TASK PROMPT: Provide an exact transcription of all the records.

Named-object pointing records
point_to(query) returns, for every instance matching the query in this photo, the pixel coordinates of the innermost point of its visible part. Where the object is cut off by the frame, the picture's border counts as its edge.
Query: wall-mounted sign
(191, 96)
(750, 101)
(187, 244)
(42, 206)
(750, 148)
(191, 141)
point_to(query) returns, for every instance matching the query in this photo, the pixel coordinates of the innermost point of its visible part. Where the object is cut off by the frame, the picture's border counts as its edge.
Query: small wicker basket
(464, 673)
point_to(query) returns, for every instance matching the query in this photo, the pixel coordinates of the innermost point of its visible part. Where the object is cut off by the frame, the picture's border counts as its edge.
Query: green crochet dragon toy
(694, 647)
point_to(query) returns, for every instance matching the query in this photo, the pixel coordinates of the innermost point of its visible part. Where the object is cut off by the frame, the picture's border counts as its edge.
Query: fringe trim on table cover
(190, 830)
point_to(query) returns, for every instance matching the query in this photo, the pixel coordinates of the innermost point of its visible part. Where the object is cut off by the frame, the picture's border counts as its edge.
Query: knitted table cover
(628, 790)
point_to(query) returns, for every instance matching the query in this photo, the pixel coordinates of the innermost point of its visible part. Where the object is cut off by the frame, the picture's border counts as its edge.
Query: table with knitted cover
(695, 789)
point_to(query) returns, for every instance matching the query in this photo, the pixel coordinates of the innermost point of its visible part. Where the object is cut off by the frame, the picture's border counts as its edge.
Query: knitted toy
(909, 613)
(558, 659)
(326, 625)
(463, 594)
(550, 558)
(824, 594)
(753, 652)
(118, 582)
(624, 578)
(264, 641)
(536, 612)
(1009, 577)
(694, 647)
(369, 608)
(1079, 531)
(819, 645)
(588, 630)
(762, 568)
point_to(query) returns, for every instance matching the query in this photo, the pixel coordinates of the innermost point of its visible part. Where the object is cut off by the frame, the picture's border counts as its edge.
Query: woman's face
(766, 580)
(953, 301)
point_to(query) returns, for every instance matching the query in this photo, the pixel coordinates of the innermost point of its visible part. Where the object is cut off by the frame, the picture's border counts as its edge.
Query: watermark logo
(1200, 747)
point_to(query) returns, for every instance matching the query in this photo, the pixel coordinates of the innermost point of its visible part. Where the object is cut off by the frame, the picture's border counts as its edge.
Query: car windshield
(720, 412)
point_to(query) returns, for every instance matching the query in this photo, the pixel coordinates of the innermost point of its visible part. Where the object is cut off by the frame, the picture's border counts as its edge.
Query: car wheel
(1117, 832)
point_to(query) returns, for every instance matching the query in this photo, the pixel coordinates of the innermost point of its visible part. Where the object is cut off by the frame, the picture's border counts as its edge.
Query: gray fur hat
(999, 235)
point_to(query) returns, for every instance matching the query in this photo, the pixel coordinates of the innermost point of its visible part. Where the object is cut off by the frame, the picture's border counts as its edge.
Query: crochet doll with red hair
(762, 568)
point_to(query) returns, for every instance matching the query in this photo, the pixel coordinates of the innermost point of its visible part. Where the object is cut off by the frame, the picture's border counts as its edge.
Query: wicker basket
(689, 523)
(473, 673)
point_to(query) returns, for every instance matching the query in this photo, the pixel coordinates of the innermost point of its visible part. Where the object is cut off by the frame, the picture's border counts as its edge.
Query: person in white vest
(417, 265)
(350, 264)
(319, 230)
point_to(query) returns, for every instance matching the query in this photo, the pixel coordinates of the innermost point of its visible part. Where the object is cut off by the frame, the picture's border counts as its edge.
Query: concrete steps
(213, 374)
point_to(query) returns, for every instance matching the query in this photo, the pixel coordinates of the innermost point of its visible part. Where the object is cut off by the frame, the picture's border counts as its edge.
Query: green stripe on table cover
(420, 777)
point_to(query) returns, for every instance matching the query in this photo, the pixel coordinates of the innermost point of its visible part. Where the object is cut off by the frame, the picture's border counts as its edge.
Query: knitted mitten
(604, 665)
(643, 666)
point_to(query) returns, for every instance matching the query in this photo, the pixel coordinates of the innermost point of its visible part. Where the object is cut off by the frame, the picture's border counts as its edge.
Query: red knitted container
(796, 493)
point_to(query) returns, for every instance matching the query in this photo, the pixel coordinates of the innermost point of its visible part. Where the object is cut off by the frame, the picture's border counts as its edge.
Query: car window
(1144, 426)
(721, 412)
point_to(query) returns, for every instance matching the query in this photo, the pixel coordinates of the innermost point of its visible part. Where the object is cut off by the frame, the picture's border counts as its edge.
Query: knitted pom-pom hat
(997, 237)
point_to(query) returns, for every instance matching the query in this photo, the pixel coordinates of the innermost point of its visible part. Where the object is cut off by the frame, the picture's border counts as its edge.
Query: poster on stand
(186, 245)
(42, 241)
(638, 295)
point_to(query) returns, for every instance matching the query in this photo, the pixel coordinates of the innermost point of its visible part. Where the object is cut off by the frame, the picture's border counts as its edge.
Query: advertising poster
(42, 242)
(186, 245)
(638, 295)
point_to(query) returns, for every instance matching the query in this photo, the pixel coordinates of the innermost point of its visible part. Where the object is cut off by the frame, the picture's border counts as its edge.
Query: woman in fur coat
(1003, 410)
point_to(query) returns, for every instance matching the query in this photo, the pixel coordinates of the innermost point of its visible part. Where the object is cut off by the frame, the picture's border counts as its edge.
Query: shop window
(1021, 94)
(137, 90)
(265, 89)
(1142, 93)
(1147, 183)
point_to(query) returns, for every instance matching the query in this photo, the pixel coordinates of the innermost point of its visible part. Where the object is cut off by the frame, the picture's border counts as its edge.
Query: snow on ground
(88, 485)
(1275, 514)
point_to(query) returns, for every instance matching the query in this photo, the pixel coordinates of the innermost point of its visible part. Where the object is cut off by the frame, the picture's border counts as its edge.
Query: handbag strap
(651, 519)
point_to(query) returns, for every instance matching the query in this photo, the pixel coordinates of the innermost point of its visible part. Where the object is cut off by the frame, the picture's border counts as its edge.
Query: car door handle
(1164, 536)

ANSWER TO THIS TASK:
point_to(query) returns, for every instance matching the query in this photo, the pixel coordinates of the innermost point of its visible part. Where the object is cut off by the frame, the picture's border counts as its edge.
Query: wall-mounted sign
(191, 96)
(750, 101)
(187, 244)
(42, 206)
(750, 148)
(191, 141)
point_to(query) returns, for every instance matching the query in this photo, the pixel coordinates of the innermost point of its visible part. Where the object is cut off by the frame, the picture's border counts as its edge.
Query: small wicker basket
(464, 673)
point_to(query) returns, for every instance matching the query in this photo, the pixel coordinates of the innermost point of its visible part. Where the object is cut off by the frame, the picture's border counts as its edge.
Query: green crochet dragon toy
(694, 647)
point_to(query) returns, for every instance matching the query in this photo, the pixel coordinates of the innermost point of its visible part. Where the object is cut off by the frame, the picture's border counts as its edge.
Query: fringe trim on table cover
(190, 830)
point_to(query) returns, for every instance matching the query in this photo, the pixel coordinates of the innermost point of its visible part. Where the object is cut off by the frame, the picture's border counts as its edge.
Query: knitted table cover
(628, 790)
point_to(query) returns, for every instance matching the query in this photo, the pixel coordinates of the innermost point of its visible part. Where the object is cut off by the frame, the picture's border counts as its edge.
Query: table with knitted cover
(695, 789)
point_to(query) returns, for every instance matching the query in this photo, the pixel coordinates of the innermost point of its visible part. Where the object is cut off by the frame, the picture's border counts as its edge.
Query: knitted toy
(909, 613)
(558, 659)
(326, 625)
(463, 594)
(550, 558)
(824, 594)
(753, 652)
(118, 582)
(624, 578)
(264, 641)
(536, 612)
(1009, 577)
(694, 647)
(369, 608)
(1079, 531)
(819, 645)
(588, 630)
(762, 568)
point_to(query) returns, for every instance matching the query in this photo, the pixel coordinates of the innermost point of its visible part. Where the object is cut off by the frame, the picture's border counts as its edge.
Query: woman's face
(766, 580)
(953, 301)
point_to(query) returns, for every instance matching the query in this photo, the pixel coordinates of the innermost point of its visible part. Where the object is cut off by the frame, the picture's border counts as its edge.
Query: watermark logo
(1200, 747)
point_to(query) returns, for every instance matching the query in this photo, the pixel coordinates of the innermost point of its visible part. Where the object is cut off by the frame, the picture's border counts as its edge.
Query: car windshield
(720, 412)
point_to(query) returns, for every instance matching the query in this photo, the pixel coordinates of the innermost point of its visible part. Where the object is cut off by the frame, the picture's border counts as its edge.
Query: car wheel
(1117, 832)
point_to(query) returns, for every instance matching the query in this photo, the pixel coordinates of the innermost point of its visible part. Where the object is cut off by the frame, the picture's border counts as its edge.
Query: gray fur hat
(999, 235)
point_to(query) returns, for every instance matching the query in this photo, the pixel coordinates of the innermost point of its visible part. Where the object is cut off by the frame, the picture's border counts as its edge.
Query: crochet doll with red hair
(762, 568)
point_to(query) returns, for every instance matching the query in this photo, the pixel coordinates of the innermost point of its visible part. Where the object is cut off by the frame, the picture's border counts as its edge.
Query: wicker basket
(689, 523)
(473, 673)
point_to(query) returns, for every instance matching the query in this photo, the pixel coordinates of the innermost point of its visible part. Where the object is cut off by the frame, the picture's border counts as its edge.
Query: person in white vest
(417, 265)
(350, 264)
(319, 230)
point_to(query) returns, for every instance matching the query in this photo, the pixel coordinates of the innermost point of its visible part. Where the object is cut off by the frame, the picture's border counts as its edge.
Query: concrete steps
(213, 374)
point_to(query) returns, for every instance matching the query in this photo, the pixel coordinates of the innermost point of its visible part. Where the object is cut off by the frame, the picture's border counts as its edge.
Query: green stripe on table cover
(420, 777)
point_to(query) returns, for every instance matching the query in this photo, the pixel coordinates of the innermost point of its visible part. Where the object is cut off by the frame, the picture's border counts as its edge.
Query: knitted mitten
(604, 665)
(643, 666)
point_to(query) returns, for every instance matching the query in this photo, the pixel coordinates of the innermost point of its visible part. Where the object is cut off by the frame, the picture's border counts as its edge.
Query: red knitted container
(796, 493)
point_to(query) returns, for every instance matching the query in this photo, the pixel coordinates of the innermost point of its visible part. Where the object is cut off by the frame, the picture's border counts as its edge.
Query: car window
(1144, 426)
(721, 412)
point_to(query) returns, for every instance matching the query in this photo, the pixel coordinates of the innermost point of its visible part. Where the object is cut off by the frame, the picture's border counts as its edge.
Query: knitted pom-pom hat
(997, 237)
point_to(query) returns, for every instance matching the query in this photo, the pixel coordinates of the innermost point of its visible part. Where the object is cut off by the frame, the picture's border counts as its edge.
Query: poster on stand
(186, 245)
(42, 241)
(638, 295)
point_to(query) returns, for every instance matching the query in this photo, the pixel coordinates of the innermost point of its visible part. Where the object is cut off by the frame, the picture's border counts as its edge.
Query: advertising poster
(42, 242)
(186, 245)
(638, 295)
point_to(query) returns, for every instance matching the query in this photo, the pixel coordinates of the innermost point of its visible part. Where the object is cut off by the frame, the picture's border counts as its edge.
Query: woman in fur coat
(1003, 410)
point_to(query) returns, for every instance matching the query in this photo, the pixel coordinates of the innermost point of its visible part. Where the object is cut off by the frame, the picture's border counts as its edge.
Query: shop window
(1021, 94)
(137, 90)
(265, 89)
(1142, 93)
(1147, 183)
point_to(query) returns, for every instance matching the query in this photo, the pixel coordinates of the innermost point of its visible part. Where the object is cut off by the frame, the picture's border counts as its edge.
Query: snow on ground
(88, 485)
(1275, 514)
point_to(query) returns, for every instance matching the query in this photo, the pixel coordinates of the innermost point of its visible part. Where the object is cut off by the frame, the picture's border counts as its edge.
Query: handbag strap
(651, 519)
point_to(query) returns, for every instance matching the query in this photo, the pixel coordinates of the innermost point of its visible part. Where the object is cut off by the frame, the picture's border counts as its edge.
Query: car door handle
(1164, 536)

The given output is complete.